[Records from a collection]
* * *
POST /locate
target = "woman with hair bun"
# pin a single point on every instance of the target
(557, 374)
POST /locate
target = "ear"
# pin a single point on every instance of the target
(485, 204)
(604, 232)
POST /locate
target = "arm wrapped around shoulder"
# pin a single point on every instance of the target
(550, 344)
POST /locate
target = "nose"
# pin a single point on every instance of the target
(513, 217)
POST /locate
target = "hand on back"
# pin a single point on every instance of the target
* * *
INSTRUCTIONS FOR THE TASK> Each record above has to be set down again, word for word.

RESPONSE>
POST /locate
target = "woman with hair bun"
# pin a single point on every instance of the target
(557, 374)
POST /locate
target = "ear"
# pin a single point on every instance of the target
(485, 204)
(604, 232)
POST /locate
target = "arm wrapped around shoulder"
# pin a single point on every instance of the target
(550, 344)
POST /locate
target = "nose"
# pin a single point on every instance of the target
(513, 217)
POST /locate
target = "hand on back"
# pin a single point on every instance of the target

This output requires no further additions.